ОТРЫВОК ДЛЯ ЧТЕНИЯ:

Эта беспримесная логика, помимо нашего собственного сознания, была для нас какою то сверхчеловеческой, самодовлеющей метафизической сущностью, обитавшей в людских умах, как бог непоследовательного пантеиста в природе; мы видели, что, пресуществляясь, она "входит" в какие-то "химические соединения" с {73} людскими чувствами и волеустремлениями, но это были для нас лишь "внешние примеси", которые ничего не стоило "отшелушить". Что мысль сама есть один из видов человеческой активности и в смысле ее "волеустремлений", что каждая фаза мысли есть в то же время одно из эмоциональных "переживаний" породившего ее творческого интеллекта – это нам как-то не приходило в голову.

И это несмотря на то, что на нас самих мы могли бы убедиться в этом легче всего, ибо если позволено будет так выразиться – в венах и артериях нашего интеллекта бежала молодая горячая кровь, а вовсе не бледная, обескровленная сыворотка "чистой логики". Но это был самообман, обычный "на заре туманной юности".

УСЛОВИЕ ЗАДАНИЯ:
Объясните в одном–трёх предложениях, почему, согласно отрывку о «чистой логике», на самих себе было бы легче всего убедиться, что мысль есть один из видов человеческой активности. Следующие строки никак не связаны с отрывком.

(Записи набора данных)

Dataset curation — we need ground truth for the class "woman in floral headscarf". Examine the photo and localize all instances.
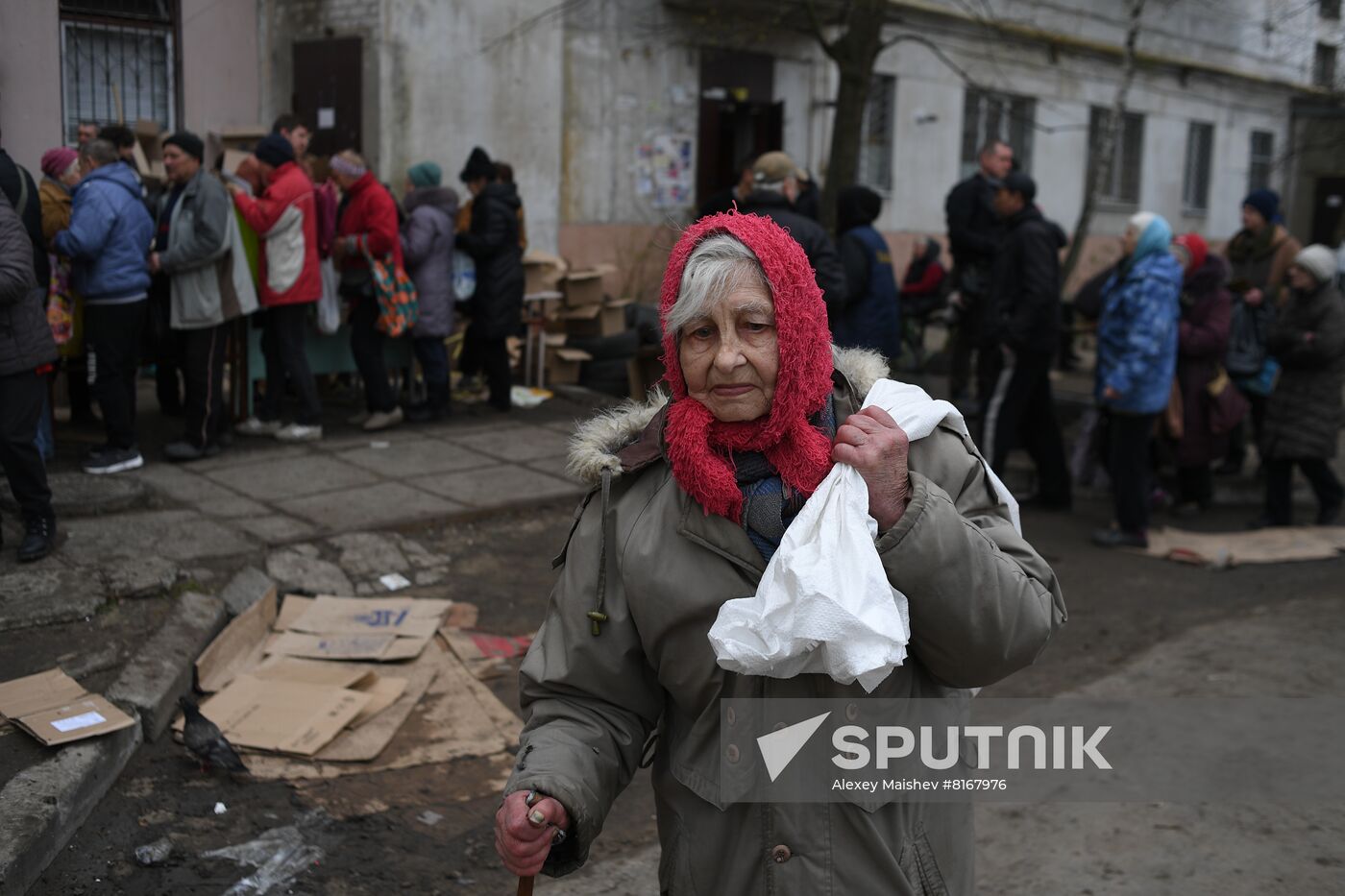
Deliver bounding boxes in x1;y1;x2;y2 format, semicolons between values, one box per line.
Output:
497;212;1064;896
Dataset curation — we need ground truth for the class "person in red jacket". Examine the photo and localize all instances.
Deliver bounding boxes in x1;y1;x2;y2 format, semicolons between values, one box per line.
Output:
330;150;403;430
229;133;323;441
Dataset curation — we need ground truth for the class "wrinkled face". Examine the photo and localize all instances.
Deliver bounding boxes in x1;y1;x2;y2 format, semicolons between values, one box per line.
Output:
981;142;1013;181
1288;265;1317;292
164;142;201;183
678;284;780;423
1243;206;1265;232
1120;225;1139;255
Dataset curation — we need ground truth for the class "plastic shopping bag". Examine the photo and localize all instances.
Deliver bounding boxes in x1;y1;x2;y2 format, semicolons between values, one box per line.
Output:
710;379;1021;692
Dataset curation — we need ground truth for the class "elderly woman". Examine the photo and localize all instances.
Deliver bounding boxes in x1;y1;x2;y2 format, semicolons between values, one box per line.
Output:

ОТВЕТ НА ЗАДАНИЕ:
В венах и артериях их интеллекта бежала молодая горячая кровь, а вовсе не бледная, обескровленная сыворотка «чистой логики».